PASSAGE FOR REVIEW Start Marker
It is Cohere's refreshed mid-size large language model, released on 30 August 2024. It has 32 billion parameters and a 128K-token context window, and is optimized for retrieval-augmented generation (RAG), tool use, and multilingual enterprise tasks. On the Cohere API it is the model command-r-08-2024.
How is it different from the original Command R (03-2024)?
The 08-2024 version is better at math, code, and reasoning, makes smarter tool-use decisions, improves multilingual RAG and citation quality, and can decline unanswerable questions. It also runs about 50% faster in throughput with roughly 20% lower latency and about half the hardware footprint of the original.
Is Command R (08-2024) open source?
PASSAGE FOR REVIEW End Marker
THE DATA Start Marker
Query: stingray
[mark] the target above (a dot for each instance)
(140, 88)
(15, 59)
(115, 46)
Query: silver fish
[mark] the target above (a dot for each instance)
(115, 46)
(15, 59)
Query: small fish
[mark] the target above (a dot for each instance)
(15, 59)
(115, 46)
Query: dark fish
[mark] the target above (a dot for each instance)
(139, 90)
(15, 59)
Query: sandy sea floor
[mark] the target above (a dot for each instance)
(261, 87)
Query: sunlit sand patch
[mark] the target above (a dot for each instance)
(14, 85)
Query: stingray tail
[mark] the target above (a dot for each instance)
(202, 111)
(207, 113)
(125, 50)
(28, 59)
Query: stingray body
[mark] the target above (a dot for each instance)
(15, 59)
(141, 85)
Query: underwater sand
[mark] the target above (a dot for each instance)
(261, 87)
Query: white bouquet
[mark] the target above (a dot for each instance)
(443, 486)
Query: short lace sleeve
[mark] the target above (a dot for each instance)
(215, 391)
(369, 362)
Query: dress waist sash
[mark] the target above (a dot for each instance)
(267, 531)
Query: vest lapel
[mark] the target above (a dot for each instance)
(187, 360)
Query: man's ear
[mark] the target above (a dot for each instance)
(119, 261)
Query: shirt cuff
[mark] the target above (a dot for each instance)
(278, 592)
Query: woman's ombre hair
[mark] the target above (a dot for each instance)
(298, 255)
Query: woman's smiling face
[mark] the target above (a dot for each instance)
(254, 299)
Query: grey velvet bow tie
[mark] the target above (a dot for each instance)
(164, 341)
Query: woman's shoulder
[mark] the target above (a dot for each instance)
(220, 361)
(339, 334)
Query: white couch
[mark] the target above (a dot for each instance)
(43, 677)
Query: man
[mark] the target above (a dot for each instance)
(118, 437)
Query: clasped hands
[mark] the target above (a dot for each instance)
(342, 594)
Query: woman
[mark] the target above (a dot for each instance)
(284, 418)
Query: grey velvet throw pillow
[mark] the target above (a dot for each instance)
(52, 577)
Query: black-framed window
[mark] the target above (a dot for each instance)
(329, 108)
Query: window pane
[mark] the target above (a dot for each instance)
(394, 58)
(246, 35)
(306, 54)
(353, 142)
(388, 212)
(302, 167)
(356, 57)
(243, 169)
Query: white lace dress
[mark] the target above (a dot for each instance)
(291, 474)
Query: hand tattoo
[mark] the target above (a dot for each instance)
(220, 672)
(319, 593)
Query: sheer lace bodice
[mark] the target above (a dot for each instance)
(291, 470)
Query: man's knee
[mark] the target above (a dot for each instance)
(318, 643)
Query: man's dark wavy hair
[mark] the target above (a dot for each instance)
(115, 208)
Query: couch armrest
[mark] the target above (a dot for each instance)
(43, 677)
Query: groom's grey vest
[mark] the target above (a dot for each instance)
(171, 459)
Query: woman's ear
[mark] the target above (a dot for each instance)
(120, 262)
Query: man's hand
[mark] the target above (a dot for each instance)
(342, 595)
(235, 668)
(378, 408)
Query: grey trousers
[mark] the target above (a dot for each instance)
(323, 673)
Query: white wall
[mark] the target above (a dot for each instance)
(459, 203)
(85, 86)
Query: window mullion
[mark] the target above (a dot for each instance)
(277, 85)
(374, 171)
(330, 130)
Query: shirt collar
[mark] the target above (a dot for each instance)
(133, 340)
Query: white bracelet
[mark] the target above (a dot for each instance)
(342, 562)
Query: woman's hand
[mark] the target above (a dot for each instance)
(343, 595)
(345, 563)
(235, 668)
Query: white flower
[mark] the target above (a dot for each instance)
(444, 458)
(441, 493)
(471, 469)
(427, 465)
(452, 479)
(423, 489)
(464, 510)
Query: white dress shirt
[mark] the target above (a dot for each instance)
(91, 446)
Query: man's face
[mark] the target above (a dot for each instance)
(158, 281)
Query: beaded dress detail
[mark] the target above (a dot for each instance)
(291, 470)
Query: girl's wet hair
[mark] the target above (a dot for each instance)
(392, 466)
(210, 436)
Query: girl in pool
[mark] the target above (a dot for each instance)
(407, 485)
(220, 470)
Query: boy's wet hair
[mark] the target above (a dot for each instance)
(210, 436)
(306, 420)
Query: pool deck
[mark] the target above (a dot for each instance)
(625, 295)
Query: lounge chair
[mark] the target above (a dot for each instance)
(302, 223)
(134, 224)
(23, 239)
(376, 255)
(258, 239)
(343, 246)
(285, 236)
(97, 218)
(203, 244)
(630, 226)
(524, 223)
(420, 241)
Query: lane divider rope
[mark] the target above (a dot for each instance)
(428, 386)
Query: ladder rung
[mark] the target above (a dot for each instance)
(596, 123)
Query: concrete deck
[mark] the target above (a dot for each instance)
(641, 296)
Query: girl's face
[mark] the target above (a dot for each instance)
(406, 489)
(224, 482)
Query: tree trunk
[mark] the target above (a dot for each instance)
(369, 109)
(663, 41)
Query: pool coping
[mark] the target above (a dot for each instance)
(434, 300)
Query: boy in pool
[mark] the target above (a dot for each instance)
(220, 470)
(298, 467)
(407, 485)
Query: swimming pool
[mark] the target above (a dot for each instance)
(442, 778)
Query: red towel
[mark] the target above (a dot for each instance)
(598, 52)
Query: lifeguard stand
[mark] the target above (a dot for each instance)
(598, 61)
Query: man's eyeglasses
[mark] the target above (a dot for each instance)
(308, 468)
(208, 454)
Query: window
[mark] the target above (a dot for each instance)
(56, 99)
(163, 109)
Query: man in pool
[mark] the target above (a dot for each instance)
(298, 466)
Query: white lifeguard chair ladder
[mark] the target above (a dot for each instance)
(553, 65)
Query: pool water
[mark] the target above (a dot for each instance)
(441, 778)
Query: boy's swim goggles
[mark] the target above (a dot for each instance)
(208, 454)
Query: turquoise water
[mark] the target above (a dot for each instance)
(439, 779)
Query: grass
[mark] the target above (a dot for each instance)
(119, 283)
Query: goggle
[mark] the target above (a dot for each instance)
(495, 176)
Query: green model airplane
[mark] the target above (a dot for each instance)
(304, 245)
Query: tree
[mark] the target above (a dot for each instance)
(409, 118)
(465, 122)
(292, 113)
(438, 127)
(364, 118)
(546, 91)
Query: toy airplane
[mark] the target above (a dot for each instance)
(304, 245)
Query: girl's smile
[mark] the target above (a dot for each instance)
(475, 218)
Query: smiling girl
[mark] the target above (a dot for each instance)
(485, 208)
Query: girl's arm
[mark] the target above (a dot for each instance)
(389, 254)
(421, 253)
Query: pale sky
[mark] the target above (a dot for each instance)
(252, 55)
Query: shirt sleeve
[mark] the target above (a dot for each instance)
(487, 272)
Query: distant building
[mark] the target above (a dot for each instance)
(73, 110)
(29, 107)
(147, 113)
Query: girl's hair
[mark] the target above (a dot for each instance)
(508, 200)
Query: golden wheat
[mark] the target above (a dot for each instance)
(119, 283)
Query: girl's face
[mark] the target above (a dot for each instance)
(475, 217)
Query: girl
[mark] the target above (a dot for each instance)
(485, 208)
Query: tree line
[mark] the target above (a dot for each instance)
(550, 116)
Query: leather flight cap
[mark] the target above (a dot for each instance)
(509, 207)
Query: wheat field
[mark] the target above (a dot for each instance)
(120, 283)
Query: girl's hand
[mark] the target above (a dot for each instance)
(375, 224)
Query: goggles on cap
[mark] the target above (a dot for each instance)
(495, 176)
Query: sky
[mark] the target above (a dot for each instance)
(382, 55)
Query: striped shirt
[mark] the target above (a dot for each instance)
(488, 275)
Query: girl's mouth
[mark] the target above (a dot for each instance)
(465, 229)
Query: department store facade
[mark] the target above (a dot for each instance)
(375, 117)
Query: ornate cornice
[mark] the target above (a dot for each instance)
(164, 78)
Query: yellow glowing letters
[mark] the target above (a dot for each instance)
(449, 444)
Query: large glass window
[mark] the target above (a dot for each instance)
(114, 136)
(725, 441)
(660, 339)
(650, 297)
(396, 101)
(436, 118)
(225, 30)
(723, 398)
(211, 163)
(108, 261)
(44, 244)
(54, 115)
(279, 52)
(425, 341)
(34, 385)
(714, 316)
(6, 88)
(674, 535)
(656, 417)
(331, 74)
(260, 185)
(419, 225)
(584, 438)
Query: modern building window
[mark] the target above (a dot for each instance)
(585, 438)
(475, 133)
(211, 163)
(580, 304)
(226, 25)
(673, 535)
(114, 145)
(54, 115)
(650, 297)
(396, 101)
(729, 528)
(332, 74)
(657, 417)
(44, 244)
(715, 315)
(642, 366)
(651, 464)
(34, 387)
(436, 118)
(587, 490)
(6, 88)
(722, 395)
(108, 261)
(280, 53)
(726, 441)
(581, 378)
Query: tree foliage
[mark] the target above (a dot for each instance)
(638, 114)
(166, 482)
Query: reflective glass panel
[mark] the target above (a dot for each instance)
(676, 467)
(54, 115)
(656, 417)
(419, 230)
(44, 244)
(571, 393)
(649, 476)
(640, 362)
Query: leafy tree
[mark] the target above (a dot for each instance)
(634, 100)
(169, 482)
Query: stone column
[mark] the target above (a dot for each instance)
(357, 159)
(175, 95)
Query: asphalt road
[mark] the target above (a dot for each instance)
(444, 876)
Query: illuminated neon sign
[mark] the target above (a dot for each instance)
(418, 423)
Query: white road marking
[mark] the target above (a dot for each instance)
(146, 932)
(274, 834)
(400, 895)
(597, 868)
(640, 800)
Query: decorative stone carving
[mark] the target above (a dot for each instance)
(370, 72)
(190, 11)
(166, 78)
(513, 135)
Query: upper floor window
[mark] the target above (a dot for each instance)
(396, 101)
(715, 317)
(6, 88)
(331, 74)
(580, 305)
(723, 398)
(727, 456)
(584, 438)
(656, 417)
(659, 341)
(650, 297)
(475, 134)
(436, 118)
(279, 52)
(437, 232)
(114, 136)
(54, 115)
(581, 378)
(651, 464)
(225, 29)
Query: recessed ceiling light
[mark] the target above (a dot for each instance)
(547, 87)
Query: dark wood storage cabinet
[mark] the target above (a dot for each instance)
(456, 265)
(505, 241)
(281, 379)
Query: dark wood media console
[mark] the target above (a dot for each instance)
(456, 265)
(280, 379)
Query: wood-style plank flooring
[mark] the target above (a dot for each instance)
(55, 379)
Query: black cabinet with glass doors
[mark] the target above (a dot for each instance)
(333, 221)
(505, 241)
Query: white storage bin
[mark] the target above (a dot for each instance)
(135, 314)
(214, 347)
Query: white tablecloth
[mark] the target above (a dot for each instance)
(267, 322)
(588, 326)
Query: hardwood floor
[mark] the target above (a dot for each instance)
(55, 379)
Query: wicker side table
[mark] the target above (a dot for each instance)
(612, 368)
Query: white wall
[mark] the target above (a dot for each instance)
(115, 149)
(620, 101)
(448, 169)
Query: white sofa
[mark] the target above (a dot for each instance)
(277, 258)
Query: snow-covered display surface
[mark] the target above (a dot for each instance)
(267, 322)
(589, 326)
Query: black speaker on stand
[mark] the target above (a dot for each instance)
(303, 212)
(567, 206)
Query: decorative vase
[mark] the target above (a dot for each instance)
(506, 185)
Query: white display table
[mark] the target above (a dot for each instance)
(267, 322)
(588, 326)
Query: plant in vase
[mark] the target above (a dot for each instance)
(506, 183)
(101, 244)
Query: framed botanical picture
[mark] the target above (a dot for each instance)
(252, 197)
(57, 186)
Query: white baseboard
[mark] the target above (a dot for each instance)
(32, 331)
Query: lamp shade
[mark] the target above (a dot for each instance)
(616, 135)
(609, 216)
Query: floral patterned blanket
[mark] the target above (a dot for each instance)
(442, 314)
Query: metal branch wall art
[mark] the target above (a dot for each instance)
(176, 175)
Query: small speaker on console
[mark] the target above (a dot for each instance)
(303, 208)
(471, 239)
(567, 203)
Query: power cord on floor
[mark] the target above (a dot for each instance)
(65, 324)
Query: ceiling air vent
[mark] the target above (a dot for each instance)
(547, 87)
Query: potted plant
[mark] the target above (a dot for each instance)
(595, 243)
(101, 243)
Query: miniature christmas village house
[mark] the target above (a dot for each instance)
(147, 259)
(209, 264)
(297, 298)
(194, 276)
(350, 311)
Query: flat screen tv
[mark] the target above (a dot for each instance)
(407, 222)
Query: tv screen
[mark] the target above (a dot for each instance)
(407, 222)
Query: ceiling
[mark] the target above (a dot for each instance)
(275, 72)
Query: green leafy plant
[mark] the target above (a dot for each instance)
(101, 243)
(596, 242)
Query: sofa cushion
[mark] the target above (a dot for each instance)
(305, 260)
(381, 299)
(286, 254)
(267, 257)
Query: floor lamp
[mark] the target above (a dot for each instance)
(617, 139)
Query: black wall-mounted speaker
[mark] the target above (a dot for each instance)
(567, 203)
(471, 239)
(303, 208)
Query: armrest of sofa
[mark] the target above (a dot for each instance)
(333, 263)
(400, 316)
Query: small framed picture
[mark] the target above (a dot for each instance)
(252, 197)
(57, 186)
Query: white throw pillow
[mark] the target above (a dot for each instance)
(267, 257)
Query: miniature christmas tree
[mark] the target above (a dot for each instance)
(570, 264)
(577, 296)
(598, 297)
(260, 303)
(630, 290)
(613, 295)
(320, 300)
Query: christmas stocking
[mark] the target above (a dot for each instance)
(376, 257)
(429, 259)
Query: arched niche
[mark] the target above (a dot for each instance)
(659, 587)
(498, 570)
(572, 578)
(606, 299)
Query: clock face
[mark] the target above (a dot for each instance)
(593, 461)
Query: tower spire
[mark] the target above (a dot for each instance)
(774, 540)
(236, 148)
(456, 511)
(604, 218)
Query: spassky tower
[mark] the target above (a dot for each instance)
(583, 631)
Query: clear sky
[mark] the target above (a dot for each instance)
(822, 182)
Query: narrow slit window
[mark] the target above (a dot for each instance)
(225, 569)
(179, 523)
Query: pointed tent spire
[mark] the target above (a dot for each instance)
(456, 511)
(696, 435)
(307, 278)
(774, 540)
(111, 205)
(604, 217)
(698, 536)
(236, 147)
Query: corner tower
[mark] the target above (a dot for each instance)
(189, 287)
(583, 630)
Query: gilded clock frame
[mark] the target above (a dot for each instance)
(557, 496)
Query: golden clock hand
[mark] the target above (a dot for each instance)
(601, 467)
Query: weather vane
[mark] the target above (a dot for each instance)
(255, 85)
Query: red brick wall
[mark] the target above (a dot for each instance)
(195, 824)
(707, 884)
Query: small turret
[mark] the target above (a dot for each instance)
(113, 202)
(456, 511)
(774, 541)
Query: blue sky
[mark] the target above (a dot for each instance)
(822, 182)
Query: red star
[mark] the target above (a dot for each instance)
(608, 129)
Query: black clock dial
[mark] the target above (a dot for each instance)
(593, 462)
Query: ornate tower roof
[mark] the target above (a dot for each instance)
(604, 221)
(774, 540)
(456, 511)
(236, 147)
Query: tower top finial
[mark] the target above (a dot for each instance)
THE DATA End Marker
### REQUIRED ACTION
Pick up the FAQ about Command R (08-2024) after its last line and keep writing it.

### EXERCISE ANSWER
The weights are openly published on Hugging Face under a CC-BY-NC license (non-commercial) together with Cohere's Acceptable Use Policy, so you can download them for research and self-hosting. Commercial use runs through the Cohere API under separate commercial terms.
How much does Command R (08-2024) cost on the API?
Per Cohere's August 2024 release notes, command-r-08-2024 is priced at $0.15 per million input tokens and $0.60 per million output tokens, which is substantially cheaper than the larger Command R+ (08-2024).